### Exercise brief
Check the statements against the integral-table text below. For each, answer yes or no and quote the words that decide it: (a) Newton and Leibniz gave the first unified accounts of differential and integral calculus independently in the 17th century; (b) personal computers existed by the early 1980s; (c) the concepts of limit and continuity trace back to scholars in China.

###
Subsection 5.12.1 Using an Integral Table

Calculus has a rich history, spanning across many centuries and continents. Core concepts like limit and continuity can be traced back to Greek mathematicians, astronomers, and philosophers in 400-300 BC. Scholars in China, India, the Middle East, and Europe developed these ideas further over hundreds of years until the first unified accounts of differential and integral calculus were given, independently, by Isaac Newton and Gottfried Wilhelm Leibniz in the 17th century.

It is instructive to realize that because the personal computer didn’t exist until the late 1980s, calculus (and all other mathematics) had to be done by hand for millenia. In the 21st century, however, computers have revolutionized many aspects of the world we live in, including mathematics. In this section we investigate the role that integral tables and computer algebra systems can play in evaluating indefinite integrals.

As seen in the short table of integrals found in

Appendix A, there are many forms of integrals that involve

\(\sqrt{a^2 \pm w^2}\) and

\(\sqrt{w^2 - a^2}\text{.}\) These integral rules can be developed using the technique known as

*trigonometric substitution* that we learned in the last section. To see how these rules are used, consider the differences among

\begin{equation*}
\int \frac{1}{\sqrt{1-x^2}} \,dx, \ \ \ \int \frac{x}{\sqrt{1-x^2}} \,dx, \ \ \ \text{and} \ \ \ \int \sqrt{1-x^2} \,dx\text{.}
\end{equation*}

The first integral is a familiar basic one, and results in \(\arcsin(x) + C\text{.}\) The second integral can be evaluated using a standard \(u\)-substitution with \(u = 1-x^2\text{.}\) The third, however, is not familiar and does not lend itself to \(u\)-substitution.

\begin{equation*}
\text{(h)} ~ \int \sqrt{a^2 - u^2} \, du = \frac{u}{2}\sqrt{a^2 - u^2} + \frac{a^2}{2} \arcsin \frac{u}{a} + C\text{.}
\end{equation*}

Using the substitutions \(a = 1\) and \(u = x\) (so that \(du = dx\)), it follows that

\begin{equation*}
\int \sqrt{1-x^2} \, dx = \frac{x}{2} \sqrt{1-x^2} + \frac{1}{2} \arcsin x + C\text{.}
\end{equation*}

Whenever we are applying a rule in the table, we are doing a \(u\)-substitution, particularly when the substitution is more complicated than setting \(u = x\) as in the last example.

####
Example 5.110.

### Supplied material

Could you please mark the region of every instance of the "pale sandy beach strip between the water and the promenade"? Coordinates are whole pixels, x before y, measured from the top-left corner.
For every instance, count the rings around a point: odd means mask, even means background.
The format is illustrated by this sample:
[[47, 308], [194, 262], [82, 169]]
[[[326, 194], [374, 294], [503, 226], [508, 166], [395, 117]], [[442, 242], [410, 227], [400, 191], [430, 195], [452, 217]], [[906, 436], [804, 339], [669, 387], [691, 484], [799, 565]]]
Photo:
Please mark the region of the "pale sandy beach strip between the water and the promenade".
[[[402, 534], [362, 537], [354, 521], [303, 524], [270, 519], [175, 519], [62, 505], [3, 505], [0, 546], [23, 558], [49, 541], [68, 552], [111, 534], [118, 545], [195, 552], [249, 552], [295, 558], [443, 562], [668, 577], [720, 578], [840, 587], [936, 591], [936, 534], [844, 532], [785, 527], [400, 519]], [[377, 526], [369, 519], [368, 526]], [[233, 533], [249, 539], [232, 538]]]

--

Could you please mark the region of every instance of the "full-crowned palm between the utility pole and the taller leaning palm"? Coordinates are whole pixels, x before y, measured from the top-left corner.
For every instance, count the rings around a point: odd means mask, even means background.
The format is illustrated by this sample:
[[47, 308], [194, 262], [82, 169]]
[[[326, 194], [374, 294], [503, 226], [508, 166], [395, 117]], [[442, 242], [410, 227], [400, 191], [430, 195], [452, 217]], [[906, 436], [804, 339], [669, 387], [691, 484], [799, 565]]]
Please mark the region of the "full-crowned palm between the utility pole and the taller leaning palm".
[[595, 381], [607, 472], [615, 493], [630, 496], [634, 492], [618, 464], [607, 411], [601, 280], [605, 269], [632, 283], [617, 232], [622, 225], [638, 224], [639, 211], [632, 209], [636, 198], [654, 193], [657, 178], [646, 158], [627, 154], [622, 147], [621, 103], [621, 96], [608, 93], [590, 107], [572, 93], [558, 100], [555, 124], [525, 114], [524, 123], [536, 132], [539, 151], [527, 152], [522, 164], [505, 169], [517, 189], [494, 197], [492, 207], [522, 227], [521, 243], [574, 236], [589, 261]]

--

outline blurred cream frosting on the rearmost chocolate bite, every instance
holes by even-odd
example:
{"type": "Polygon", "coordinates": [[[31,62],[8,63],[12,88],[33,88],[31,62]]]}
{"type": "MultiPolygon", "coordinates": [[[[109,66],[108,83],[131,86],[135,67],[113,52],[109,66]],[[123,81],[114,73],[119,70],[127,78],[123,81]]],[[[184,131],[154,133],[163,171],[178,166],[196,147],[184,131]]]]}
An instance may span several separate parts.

### Solution to this exercise
(a) Yes: "the first unified accounts of differential and integral calculus were given, independently, by Isaac Newton and Gottfried Wilhelm Leibniz in the 17th century"
(b) No: "the personal computer didn’t exist until the late 1980s"
(c) No: "Core concepts like limit and continuity can be traced back to Greek mathematicians, astronomers, and philosophers in 400-300 BC"